Text section ->
═══

ROANOKE TIMES

                         Roanoke Times
                 Copyright (c) 1995, Landmark Communications, Inc.

DATE: MONDAY, October 30, 1995                   TAG: 9510300029
SECTION: EDITORIAL                    PAGE: A-6   EDITION: METRO 
SOURCE: 
DATELINE:                                 LENGTH: Medium


MAKE THE BUDGET LESS REPULSIVE

BOTH HOUSES of Congress last week passed far-reaching budget plans that would hurt the country. Progressive and caring policy-makers need to try to assure that, after a reconciliation bill has emerged and been rightly vetoed by the president, negotiations between the White House and Congress produce a better plan.

One definition of such a plan: It won't single out for hurt the most vulnerable members of society.

As it is, to help pay for huge tax cuts largely benefiting higher-income families, the GOP proposal that passed the House, for instance, would cut Medicare spending by $270 billion over seven years and Medicaid by $182 billion. It would slash housing aid, nutrition programs, job training, funds for schools serving poor children, heating assistance, student loans, legal services.

It is Robin Hood in reverse. Notwithstanding the credit they deserve for addressing out-of-control Medicare spending and pushing the country toward deficit reduction, the Republicans' budget plan is repulsively unfair.

Fortunately, there's a practical model for a better plan - not in President Clinton's mushy wavering, but in compromise legislation crafted by a group of conservative House Democrats who call themselves the Coalition.

Like the radical GOP proposal, theirs would balance the budget in seven years and require huge cuts in federal spending. Though marred by a variety of flaws, it is a tough and credible alternative: It approximates a plan that a congressional majority and the president might endorse, and it features numerous improvements over the GOP House and Senate measures.

For one thing, it would do away with the imprudent and inequitable $245 billion tax cut skewed toward the wealthy. It also would take half a percentage point off the automatic cost-of-living increases for Social Security and other programs, including the income-tax code - a justifiable move considering that the consumer price index apparently exaggerates actual inflation by a percentage point or two.

═══

Work task 1 -> Sum up the budget editorial in two sentences.
Work task 2 -> Output the stretch of the budget editorial from "For one thing, it" through "point or two.", copied word for word.
Work task 3 -> Pick up the budget editorial after its final sentence and keep writing.

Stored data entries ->
═══

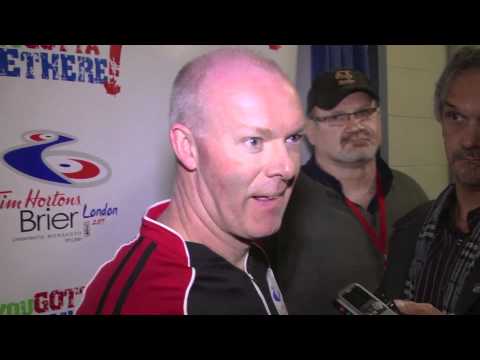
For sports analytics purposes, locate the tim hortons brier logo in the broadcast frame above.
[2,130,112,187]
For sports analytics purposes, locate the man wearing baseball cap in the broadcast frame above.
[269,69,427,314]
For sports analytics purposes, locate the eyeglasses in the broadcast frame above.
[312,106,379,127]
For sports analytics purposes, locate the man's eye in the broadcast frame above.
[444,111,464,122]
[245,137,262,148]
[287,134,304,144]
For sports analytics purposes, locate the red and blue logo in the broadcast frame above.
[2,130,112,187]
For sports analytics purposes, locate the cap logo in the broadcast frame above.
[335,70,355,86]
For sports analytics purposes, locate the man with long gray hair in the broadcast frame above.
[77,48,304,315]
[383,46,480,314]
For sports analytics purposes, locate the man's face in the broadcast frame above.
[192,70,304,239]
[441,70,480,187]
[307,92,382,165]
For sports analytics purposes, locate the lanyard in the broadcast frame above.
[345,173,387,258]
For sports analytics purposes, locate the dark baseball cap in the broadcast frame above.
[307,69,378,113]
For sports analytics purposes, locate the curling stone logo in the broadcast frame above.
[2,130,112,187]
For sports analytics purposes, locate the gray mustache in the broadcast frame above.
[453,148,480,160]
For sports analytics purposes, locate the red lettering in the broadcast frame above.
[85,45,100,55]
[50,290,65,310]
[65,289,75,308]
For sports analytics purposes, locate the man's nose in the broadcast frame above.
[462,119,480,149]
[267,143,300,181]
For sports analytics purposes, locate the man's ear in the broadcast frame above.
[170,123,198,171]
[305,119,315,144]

═══

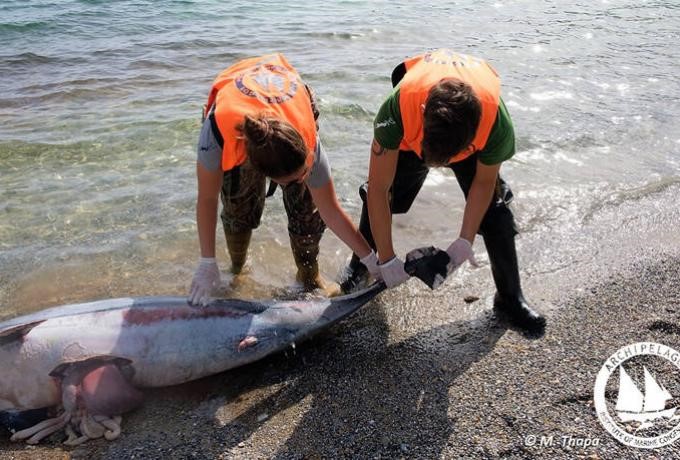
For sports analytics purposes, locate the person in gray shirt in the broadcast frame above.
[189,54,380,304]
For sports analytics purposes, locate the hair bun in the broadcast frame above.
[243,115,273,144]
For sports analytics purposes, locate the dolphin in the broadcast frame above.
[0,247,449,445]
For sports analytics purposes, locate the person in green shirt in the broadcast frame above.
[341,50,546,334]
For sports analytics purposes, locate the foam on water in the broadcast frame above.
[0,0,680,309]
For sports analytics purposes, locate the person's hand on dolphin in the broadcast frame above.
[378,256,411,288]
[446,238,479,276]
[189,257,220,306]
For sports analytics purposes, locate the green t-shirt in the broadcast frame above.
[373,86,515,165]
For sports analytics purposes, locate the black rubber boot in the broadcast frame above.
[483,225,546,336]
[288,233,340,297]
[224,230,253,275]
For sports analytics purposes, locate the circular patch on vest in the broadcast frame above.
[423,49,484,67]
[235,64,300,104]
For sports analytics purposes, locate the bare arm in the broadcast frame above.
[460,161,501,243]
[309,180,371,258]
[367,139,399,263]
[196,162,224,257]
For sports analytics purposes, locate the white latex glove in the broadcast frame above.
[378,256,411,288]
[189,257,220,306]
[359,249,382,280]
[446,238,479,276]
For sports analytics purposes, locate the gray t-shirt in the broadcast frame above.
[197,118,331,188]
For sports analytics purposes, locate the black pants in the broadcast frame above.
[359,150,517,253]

═══

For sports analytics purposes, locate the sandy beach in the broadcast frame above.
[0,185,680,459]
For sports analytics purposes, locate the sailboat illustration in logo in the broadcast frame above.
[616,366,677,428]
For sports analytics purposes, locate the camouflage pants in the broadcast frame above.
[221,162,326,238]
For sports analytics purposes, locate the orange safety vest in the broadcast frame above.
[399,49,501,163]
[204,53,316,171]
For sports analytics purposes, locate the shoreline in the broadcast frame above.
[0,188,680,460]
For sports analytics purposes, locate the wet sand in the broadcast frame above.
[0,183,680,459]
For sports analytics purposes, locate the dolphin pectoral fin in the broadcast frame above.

═══

Answer space 1 -> The budget editorial argues that the budget plans passed by both houses of Congress would hurt the country, since the House GOP proposal would cut Medicare, Medicaid and aid programs to help pay for tax cuts largely benefiting higher-income families. It points to a compromise by conservative House Democrats called the Coalition as a better model, one that would still balance the budget in seven years but drop the $245 billion tax cut.

Answer space 2 ->
For one thing, it would do away with the imprudent and inequitable $245 billion tax cut skewed toward the wealthy. It also would take half a percentage point off the automatic cost-of-living increases for Social Security and other programs, including the income-tax code - a justifiable move considering that the consumer price index apparently exaggerates actual inflation by a percentage point or two.

Answer space 3 ->
These changes would permit smaller spending cuts while still balancing the budget. Medicare, for example, would be cut by $100 billion less over seven years in the Coalition proposal, in part by means-testing premiums to protect the poor. The earned-income tax credit, which benefits the working poor, would be preserved - in contrast with the GOP plan, which would impose a tax increase on the working poor. Student loans would be protected, too.

Not exactly the promised land. An ideal budget plan would reform entitlement spending - for example, with means testing, a higher retirement age, health-insurance reform and cost-containment. It would cut subsidies to corporations and the wealthy, phase out farm supports and cap the mortgage-interest deduction.

An ideal budget would continue to cut federal bureaucracy and eliminate unneeded programs. It would impose greater discipline on Pentagon spending. It would raise taxation of tobacco and gasoline more in line with their costs to society. It would move toward tax policies that promote savings and investment rather than consumption.

It also would shift more government spending from consumption categories into investment in the foundations of future prosperity - such as scientific research, preventive health care, infrastructure, child care, education.

Americans may not see an ideal budget anytime soon. President Clinton has yet to submit one. Surely, though, we can do better than what the House and Senate have cooked up.